#### THE EXERCISE:
Copy word for word the lines below, from the line with "Can you find the blue ceramic" up to and including the line with "(1025, 414)", and nothing else.
>> Begin INPUT FOR THIS TASK
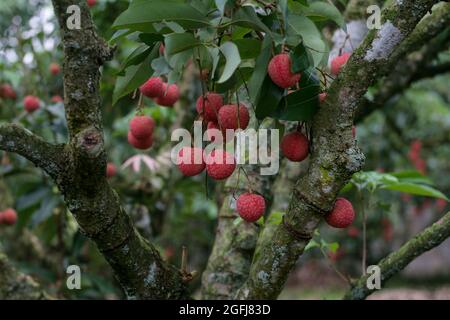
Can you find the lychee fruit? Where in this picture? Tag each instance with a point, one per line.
(230, 118)
(142, 126)
(353, 232)
(170, 95)
(8, 217)
(190, 161)
(7, 92)
(322, 97)
(31, 103)
(342, 214)
(220, 164)
(111, 170)
(279, 70)
(141, 144)
(152, 88)
(54, 68)
(56, 99)
(250, 206)
(209, 107)
(295, 146)
(338, 62)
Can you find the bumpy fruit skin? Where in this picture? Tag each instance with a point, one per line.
(31, 103)
(191, 166)
(322, 97)
(152, 88)
(338, 62)
(279, 70)
(170, 95)
(141, 144)
(7, 92)
(56, 99)
(229, 119)
(54, 68)
(295, 146)
(250, 206)
(8, 217)
(111, 170)
(142, 126)
(342, 214)
(220, 164)
(209, 107)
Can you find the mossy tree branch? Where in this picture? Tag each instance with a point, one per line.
(15, 285)
(79, 167)
(395, 262)
(335, 156)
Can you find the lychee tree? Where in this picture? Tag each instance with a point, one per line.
(261, 64)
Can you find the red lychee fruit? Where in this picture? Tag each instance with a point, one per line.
(141, 144)
(31, 103)
(250, 206)
(193, 164)
(7, 92)
(342, 214)
(230, 119)
(170, 95)
(111, 170)
(338, 62)
(56, 99)
(322, 97)
(220, 164)
(279, 70)
(142, 126)
(209, 107)
(8, 217)
(353, 232)
(204, 74)
(153, 87)
(54, 68)
(295, 146)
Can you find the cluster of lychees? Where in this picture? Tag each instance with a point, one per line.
(8, 217)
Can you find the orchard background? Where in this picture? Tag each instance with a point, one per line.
(78, 188)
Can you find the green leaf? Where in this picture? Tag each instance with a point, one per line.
(233, 59)
(248, 48)
(322, 11)
(303, 104)
(141, 15)
(312, 244)
(269, 99)
(150, 38)
(301, 59)
(416, 189)
(260, 71)
(247, 17)
(178, 42)
(134, 76)
(312, 37)
(136, 57)
(413, 177)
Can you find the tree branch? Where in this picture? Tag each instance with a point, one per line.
(95, 205)
(335, 156)
(395, 262)
(15, 285)
(49, 157)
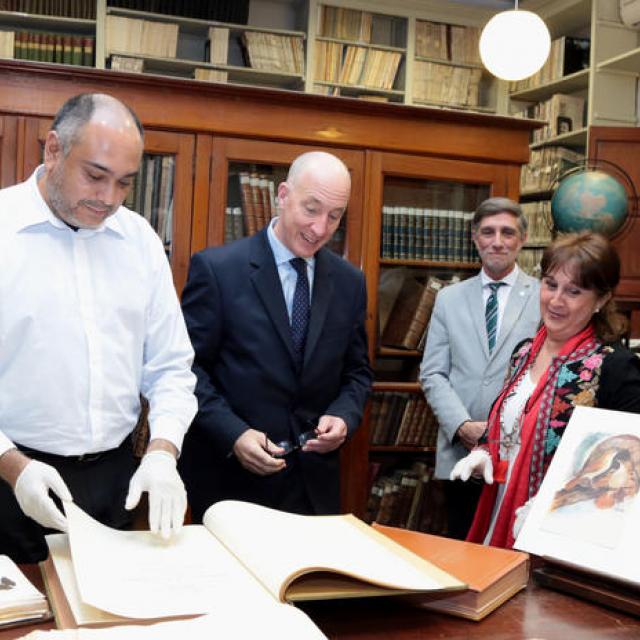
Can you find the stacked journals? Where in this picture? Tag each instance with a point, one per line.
(411, 233)
(455, 43)
(545, 166)
(142, 37)
(401, 419)
(409, 318)
(568, 55)
(274, 52)
(409, 498)
(83, 9)
(20, 601)
(563, 113)
(53, 47)
(446, 84)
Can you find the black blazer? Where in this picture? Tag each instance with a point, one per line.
(238, 323)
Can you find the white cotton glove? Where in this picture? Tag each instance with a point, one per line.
(521, 515)
(32, 493)
(477, 463)
(158, 476)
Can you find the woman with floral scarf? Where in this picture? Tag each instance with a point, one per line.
(574, 359)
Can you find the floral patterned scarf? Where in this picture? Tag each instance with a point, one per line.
(571, 379)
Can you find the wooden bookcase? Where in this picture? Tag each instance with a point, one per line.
(210, 129)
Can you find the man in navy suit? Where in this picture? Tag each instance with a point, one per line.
(277, 322)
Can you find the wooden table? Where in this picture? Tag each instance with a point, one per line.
(534, 614)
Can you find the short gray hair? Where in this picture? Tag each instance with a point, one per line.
(77, 112)
(494, 206)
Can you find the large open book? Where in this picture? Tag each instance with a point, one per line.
(586, 515)
(493, 575)
(244, 557)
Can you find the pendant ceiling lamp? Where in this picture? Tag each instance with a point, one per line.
(514, 44)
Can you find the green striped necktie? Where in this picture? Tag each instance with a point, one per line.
(491, 314)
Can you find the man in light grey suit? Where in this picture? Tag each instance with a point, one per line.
(474, 328)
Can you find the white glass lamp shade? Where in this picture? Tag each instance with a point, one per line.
(514, 44)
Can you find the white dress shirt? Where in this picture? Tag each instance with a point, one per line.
(503, 292)
(88, 320)
(288, 275)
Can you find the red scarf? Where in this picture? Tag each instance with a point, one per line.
(522, 482)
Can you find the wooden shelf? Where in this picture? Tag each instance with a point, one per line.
(568, 84)
(463, 107)
(360, 88)
(409, 387)
(450, 63)
(245, 75)
(377, 448)
(197, 24)
(629, 61)
(37, 21)
(391, 352)
(359, 43)
(461, 266)
(576, 138)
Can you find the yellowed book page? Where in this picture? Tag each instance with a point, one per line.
(190, 574)
(277, 547)
(273, 621)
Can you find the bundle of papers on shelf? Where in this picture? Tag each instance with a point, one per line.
(19, 599)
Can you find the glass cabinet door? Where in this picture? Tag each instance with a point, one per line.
(245, 180)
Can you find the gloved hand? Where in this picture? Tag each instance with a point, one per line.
(477, 463)
(521, 515)
(158, 476)
(32, 493)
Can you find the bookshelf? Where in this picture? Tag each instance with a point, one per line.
(387, 147)
(205, 50)
(400, 440)
(358, 53)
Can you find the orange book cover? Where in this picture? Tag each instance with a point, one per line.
(493, 575)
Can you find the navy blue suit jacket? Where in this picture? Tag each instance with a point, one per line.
(238, 323)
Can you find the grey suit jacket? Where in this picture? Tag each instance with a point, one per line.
(459, 377)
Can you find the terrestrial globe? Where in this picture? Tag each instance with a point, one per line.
(589, 199)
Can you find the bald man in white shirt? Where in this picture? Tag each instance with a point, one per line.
(89, 321)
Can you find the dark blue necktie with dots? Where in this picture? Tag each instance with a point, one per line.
(300, 310)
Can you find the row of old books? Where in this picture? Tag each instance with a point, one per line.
(346, 24)
(567, 55)
(408, 320)
(563, 113)
(141, 37)
(546, 166)
(529, 260)
(411, 233)
(408, 498)
(256, 194)
(459, 44)
(274, 52)
(84, 9)
(152, 194)
(446, 84)
(221, 10)
(350, 64)
(402, 419)
(538, 215)
(47, 47)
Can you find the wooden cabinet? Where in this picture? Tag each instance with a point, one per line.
(419, 239)
(213, 131)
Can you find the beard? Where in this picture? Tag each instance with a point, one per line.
(62, 207)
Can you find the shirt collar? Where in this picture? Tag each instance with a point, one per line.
(509, 279)
(281, 253)
(40, 213)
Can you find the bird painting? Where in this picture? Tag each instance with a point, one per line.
(609, 475)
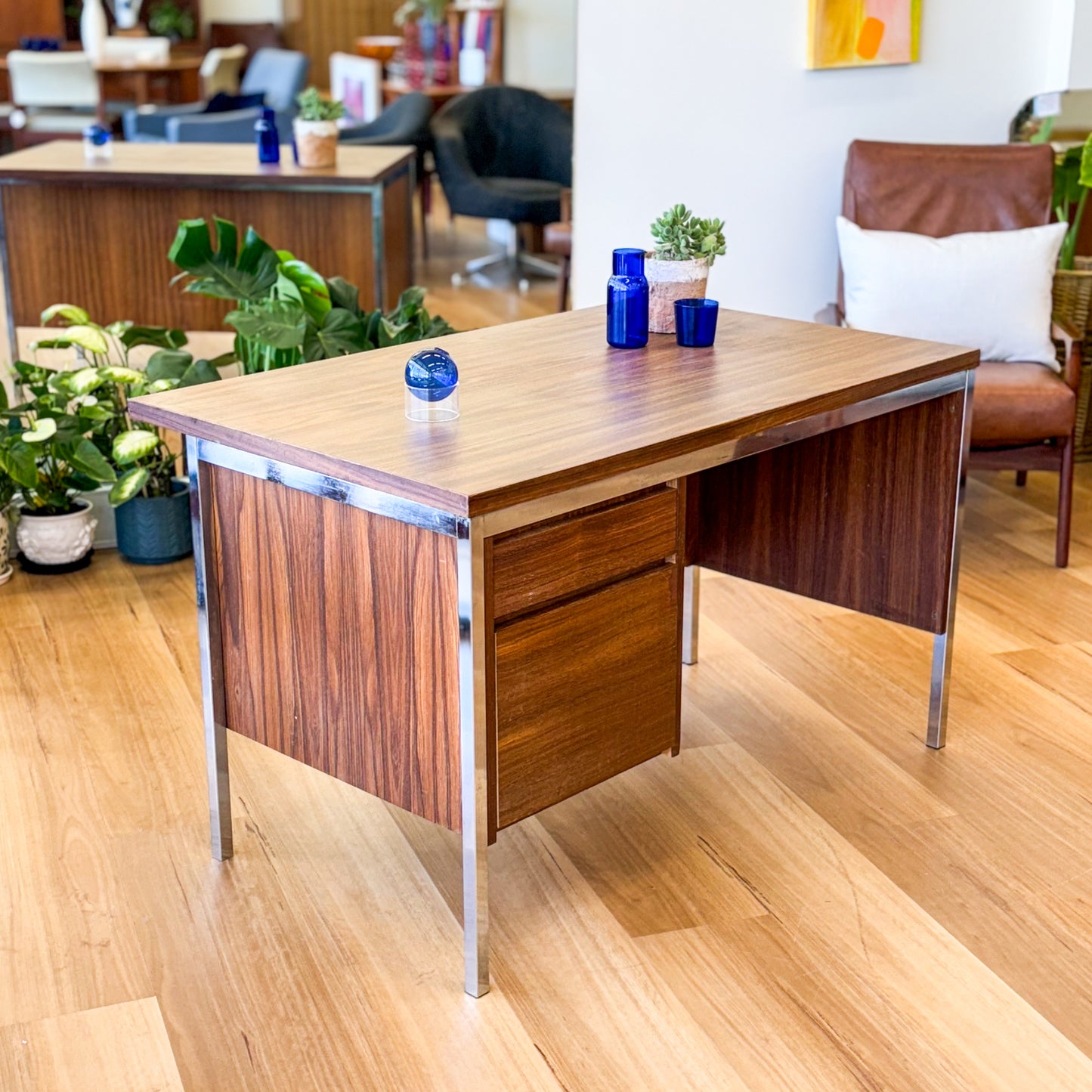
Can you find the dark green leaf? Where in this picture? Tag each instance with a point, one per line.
(159, 336)
(167, 363)
(200, 372)
(88, 460)
(279, 323)
(344, 295)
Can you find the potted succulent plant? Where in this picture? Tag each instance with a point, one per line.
(316, 129)
(151, 503)
(677, 268)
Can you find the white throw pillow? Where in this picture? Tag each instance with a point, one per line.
(989, 291)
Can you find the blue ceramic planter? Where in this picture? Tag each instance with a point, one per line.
(156, 530)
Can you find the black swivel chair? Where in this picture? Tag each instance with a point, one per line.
(505, 153)
(404, 122)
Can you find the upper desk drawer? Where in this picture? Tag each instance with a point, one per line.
(582, 551)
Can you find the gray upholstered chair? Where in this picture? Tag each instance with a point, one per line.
(279, 76)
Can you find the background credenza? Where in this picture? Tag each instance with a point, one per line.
(98, 235)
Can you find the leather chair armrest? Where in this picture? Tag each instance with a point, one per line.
(1074, 343)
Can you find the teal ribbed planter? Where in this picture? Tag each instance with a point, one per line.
(156, 530)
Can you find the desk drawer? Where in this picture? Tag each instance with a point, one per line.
(583, 551)
(586, 690)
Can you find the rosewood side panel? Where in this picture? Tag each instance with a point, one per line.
(340, 639)
(859, 517)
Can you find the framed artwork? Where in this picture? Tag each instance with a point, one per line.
(863, 33)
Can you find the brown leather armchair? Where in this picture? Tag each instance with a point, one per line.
(1025, 414)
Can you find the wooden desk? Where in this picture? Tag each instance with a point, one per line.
(474, 620)
(441, 94)
(98, 235)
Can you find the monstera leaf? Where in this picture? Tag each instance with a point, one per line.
(299, 282)
(227, 272)
(280, 323)
(341, 333)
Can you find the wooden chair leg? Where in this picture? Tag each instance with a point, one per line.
(562, 284)
(1065, 505)
(426, 209)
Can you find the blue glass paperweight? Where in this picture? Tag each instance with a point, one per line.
(628, 301)
(97, 144)
(432, 385)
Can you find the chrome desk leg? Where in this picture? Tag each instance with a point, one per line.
(691, 606)
(942, 642)
(472, 743)
(212, 657)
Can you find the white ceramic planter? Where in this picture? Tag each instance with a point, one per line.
(670, 281)
(57, 540)
(316, 144)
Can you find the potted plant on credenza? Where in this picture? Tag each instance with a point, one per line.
(316, 129)
(685, 247)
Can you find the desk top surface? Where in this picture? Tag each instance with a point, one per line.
(196, 165)
(546, 404)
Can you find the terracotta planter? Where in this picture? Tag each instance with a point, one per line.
(670, 281)
(56, 543)
(316, 144)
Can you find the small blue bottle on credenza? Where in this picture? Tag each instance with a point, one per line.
(628, 301)
(265, 135)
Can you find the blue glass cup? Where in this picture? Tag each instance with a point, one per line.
(696, 322)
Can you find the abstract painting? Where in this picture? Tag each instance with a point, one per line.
(856, 33)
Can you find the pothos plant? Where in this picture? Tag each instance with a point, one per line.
(679, 236)
(76, 422)
(287, 314)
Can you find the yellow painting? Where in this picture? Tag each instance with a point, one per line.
(855, 33)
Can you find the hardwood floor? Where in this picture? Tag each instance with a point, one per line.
(806, 898)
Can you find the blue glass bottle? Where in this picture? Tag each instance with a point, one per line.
(628, 301)
(265, 135)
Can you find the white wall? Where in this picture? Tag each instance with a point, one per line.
(540, 44)
(708, 102)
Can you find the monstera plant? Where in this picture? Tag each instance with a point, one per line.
(285, 312)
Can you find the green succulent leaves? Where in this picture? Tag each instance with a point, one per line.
(679, 236)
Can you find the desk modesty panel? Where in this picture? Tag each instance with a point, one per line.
(106, 228)
(478, 618)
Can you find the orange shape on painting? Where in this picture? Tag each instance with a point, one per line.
(868, 41)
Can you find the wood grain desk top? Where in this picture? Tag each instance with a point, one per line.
(546, 404)
(196, 165)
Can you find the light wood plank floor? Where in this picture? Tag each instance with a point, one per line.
(807, 898)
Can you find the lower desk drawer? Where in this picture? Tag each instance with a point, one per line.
(586, 690)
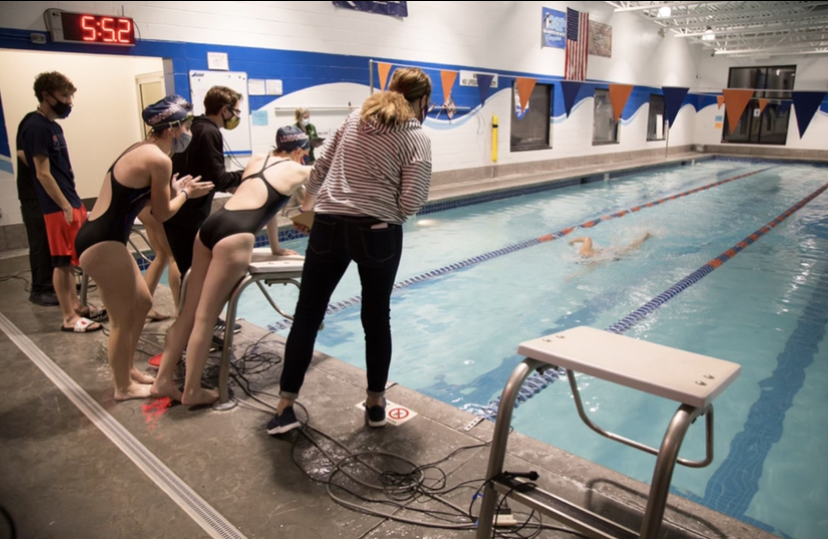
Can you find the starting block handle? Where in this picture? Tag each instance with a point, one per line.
(708, 412)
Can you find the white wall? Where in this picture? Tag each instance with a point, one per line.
(496, 36)
(104, 120)
(811, 74)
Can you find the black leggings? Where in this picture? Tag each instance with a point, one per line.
(335, 241)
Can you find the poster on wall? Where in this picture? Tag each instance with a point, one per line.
(554, 28)
(395, 9)
(600, 39)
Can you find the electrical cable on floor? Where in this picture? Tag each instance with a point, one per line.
(9, 521)
(398, 490)
(18, 276)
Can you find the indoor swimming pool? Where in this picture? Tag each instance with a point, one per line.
(477, 280)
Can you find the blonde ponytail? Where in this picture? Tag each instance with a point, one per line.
(393, 107)
(387, 108)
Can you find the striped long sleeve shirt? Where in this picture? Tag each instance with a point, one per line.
(373, 170)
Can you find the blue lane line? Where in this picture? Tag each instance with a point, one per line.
(537, 382)
(733, 486)
(451, 268)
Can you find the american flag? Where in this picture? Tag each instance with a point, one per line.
(577, 44)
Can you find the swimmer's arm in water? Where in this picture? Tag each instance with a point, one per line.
(586, 249)
(634, 245)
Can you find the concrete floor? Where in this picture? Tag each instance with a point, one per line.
(61, 477)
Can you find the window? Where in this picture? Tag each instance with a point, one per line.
(604, 128)
(769, 126)
(530, 130)
(656, 122)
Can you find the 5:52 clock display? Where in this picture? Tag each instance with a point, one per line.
(66, 27)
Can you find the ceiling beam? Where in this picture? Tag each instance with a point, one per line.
(769, 54)
(772, 17)
(655, 5)
(789, 12)
(792, 49)
(755, 29)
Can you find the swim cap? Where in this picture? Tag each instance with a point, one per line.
(290, 137)
(169, 110)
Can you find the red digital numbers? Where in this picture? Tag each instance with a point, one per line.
(97, 29)
(108, 30)
(124, 31)
(88, 26)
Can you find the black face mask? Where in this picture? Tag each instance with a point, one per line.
(61, 108)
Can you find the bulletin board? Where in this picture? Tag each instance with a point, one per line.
(237, 141)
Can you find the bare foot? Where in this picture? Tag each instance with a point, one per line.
(134, 391)
(155, 316)
(165, 389)
(140, 377)
(199, 397)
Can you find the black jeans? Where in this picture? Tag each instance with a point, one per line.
(40, 258)
(335, 241)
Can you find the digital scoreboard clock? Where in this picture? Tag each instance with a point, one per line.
(66, 27)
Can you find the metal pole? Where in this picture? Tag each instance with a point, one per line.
(663, 473)
(224, 402)
(371, 74)
(500, 440)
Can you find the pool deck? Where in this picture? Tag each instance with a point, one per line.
(62, 477)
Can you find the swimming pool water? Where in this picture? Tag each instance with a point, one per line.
(455, 334)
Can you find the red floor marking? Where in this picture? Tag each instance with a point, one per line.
(154, 410)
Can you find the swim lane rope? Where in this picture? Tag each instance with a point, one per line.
(451, 268)
(537, 382)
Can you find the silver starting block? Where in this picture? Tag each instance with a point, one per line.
(693, 380)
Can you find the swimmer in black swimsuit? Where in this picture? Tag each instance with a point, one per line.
(140, 175)
(221, 255)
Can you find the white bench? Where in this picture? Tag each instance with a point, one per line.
(265, 268)
(691, 379)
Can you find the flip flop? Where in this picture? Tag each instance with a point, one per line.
(97, 314)
(155, 316)
(83, 325)
(155, 361)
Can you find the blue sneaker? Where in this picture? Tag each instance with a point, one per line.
(286, 422)
(375, 415)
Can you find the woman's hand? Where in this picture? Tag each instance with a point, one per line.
(197, 189)
(283, 252)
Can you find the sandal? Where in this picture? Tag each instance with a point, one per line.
(94, 313)
(83, 325)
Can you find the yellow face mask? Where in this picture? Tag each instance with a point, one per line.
(234, 120)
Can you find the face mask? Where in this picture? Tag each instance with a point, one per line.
(61, 108)
(423, 111)
(180, 144)
(232, 123)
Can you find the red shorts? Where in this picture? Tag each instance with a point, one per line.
(62, 236)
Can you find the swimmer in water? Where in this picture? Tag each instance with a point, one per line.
(599, 255)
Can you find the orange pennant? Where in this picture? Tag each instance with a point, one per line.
(383, 69)
(448, 78)
(619, 94)
(735, 103)
(525, 87)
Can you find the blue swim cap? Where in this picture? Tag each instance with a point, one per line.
(290, 137)
(169, 110)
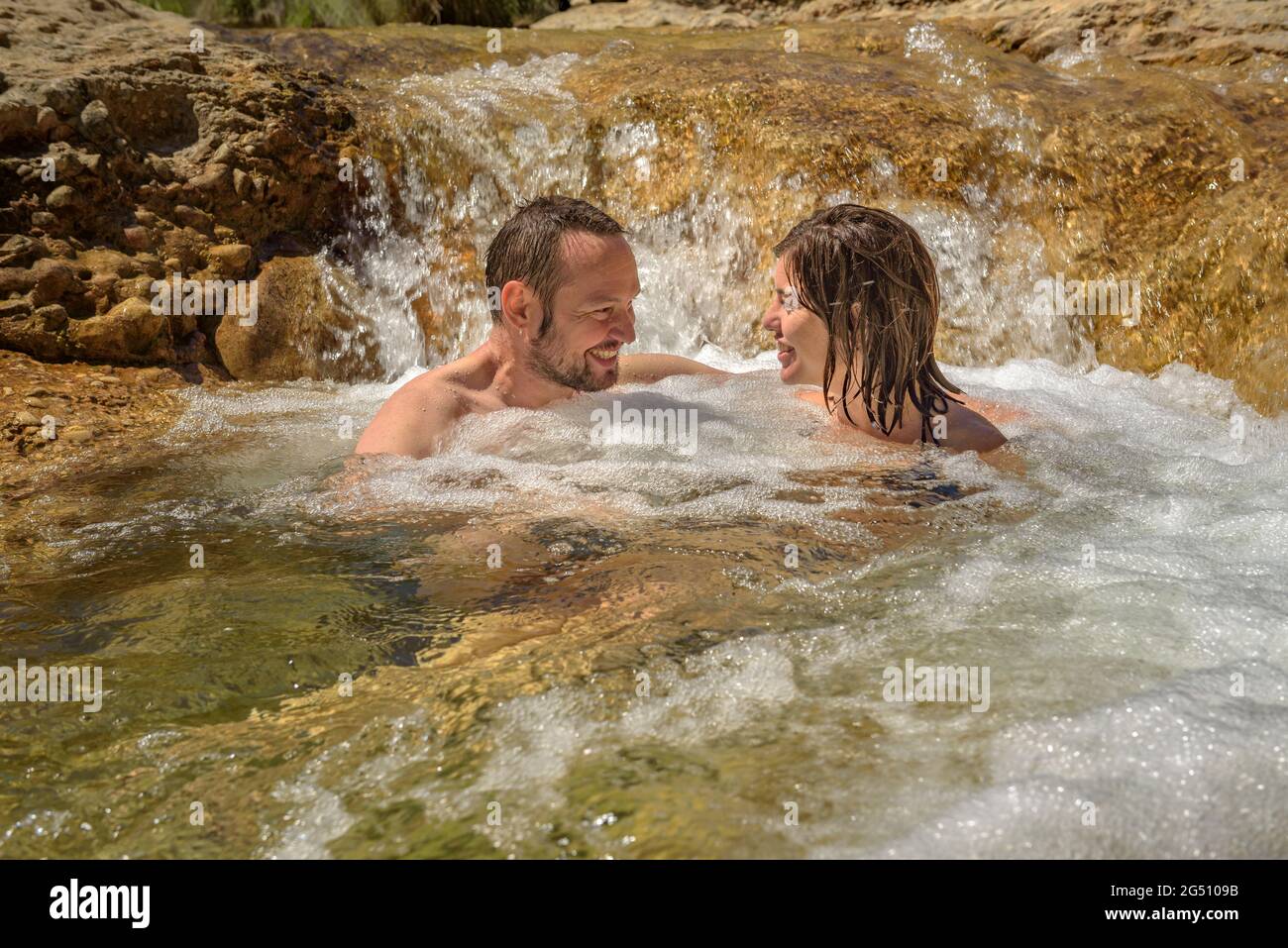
>> End INPUT FOR THIS TASK
#### WRITTEN RESPONSE:
Can you find the blue ceramic planter? Where in this picture? Tag each instance with a point, one per line.
(156, 530)
Can you find the black swivel chair? Where in this picture? Tag each instance with a point, one per line.
(505, 153)
(404, 122)
Can you find the upper desk drawer? Where in this picture? Tag each instance with a point, one per line.
(582, 551)
Can you find the gray upholstered chair? Where in this picture? Tag each instance with a point, one per line.
(279, 76)
Can you find the background credenza? Where in this picture? Tag each instance with a point, one per line.
(98, 235)
Can you find the leather chair armrest? Where in this picture? Tag each instance with a point, one per line.
(1074, 343)
Can you find the teal ribbed planter? Where in this picture? Tag each instance with a point, one per line.
(156, 530)
Can you find the desk drawer? Where in this picture? Tag each instance with a point, one per line.
(583, 551)
(586, 690)
Can you find the rosewood side panel? Where in this picture? Tag each instance with a point, one per line.
(340, 639)
(859, 517)
Can you find the framed artwork? Where in this picture? Tag each instance with a point, one per line.
(863, 33)
Can you find the brown leather armchair? Where in this picture? Tag each instance with a point, one per line.
(1025, 414)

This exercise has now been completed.